Excerpts from a dataset:

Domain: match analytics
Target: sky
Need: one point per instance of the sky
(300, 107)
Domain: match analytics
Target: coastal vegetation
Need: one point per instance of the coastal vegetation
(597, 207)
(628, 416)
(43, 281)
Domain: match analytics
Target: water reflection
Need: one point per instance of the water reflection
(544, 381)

--

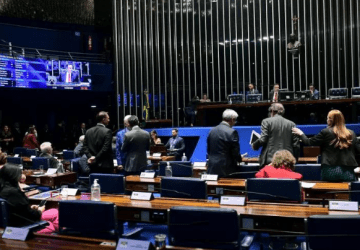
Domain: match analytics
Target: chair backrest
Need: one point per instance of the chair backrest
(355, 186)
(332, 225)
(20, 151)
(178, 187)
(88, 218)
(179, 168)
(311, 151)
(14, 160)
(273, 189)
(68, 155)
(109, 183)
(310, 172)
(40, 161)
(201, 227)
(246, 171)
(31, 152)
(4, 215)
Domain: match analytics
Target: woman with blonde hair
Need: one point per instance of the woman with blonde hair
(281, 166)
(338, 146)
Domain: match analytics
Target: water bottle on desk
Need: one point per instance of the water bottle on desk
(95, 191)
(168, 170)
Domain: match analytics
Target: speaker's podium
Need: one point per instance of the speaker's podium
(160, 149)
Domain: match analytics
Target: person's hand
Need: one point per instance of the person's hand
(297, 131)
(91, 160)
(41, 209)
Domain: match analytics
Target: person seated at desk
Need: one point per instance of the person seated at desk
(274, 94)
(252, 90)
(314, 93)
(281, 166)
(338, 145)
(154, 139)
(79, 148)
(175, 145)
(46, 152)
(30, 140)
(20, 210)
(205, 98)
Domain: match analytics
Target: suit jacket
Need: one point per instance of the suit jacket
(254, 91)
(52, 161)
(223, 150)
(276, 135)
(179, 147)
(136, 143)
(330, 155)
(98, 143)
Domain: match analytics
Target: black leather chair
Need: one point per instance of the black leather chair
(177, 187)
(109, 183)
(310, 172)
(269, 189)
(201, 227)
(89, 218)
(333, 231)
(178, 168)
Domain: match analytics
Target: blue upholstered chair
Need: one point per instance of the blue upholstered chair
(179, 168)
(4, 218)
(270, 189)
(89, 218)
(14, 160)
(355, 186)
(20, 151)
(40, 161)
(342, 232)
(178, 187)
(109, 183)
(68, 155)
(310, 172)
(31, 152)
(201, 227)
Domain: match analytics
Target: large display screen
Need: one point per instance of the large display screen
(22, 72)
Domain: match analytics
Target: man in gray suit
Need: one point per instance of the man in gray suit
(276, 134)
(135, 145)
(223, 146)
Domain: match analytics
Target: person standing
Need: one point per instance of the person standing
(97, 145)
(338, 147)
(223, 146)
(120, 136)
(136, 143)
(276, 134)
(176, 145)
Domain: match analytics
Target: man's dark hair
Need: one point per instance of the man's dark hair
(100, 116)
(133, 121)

* **Work item**: For this exercise, repeat exactly the lines of the data above from the one with "Need: one point per instance of the person's" down to the one with "Target: person standing", both end lines included.

* **Solution to the problem**:
Need: one point per instance of the person's hand
(297, 131)
(91, 160)
(41, 209)
Domain: match analytics
Target: person seated at desk
Need: one point per instance of the person seated at desk
(274, 94)
(252, 90)
(314, 93)
(281, 166)
(338, 145)
(154, 139)
(79, 148)
(175, 145)
(46, 152)
(30, 140)
(20, 210)
(205, 98)
Domain: match analytics
Target: suit jacket
Need: one point per instance of the suit jacket
(254, 91)
(52, 161)
(223, 150)
(276, 135)
(179, 147)
(136, 143)
(330, 155)
(98, 143)
Domain: match analytics
Target: black leather chair
Need: one point per instance of the black leather chair
(177, 187)
(109, 183)
(310, 172)
(269, 189)
(201, 227)
(89, 218)
(333, 231)
(178, 168)
Domain: match analytics
Target: blue upholstered chair
Need: one point per instance of the blue upholstered chair
(179, 168)
(4, 218)
(270, 189)
(89, 218)
(14, 160)
(355, 186)
(20, 151)
(40, 161)
(342, 232)
(178, 187)
(109, 183)
(68, 155)
(310, 172)
(31, 152)
(201, 227)
Domain: match analytics
Target: large display screen
Need: one point per instance of the large display screen
(22, 72)
Domain: match analytics
Target: man in gray suit
Need: one point per instance of the man in gray suit
(276, 134)
(135, 145)
(223, 146)
Domain: match analytics
Target: person standing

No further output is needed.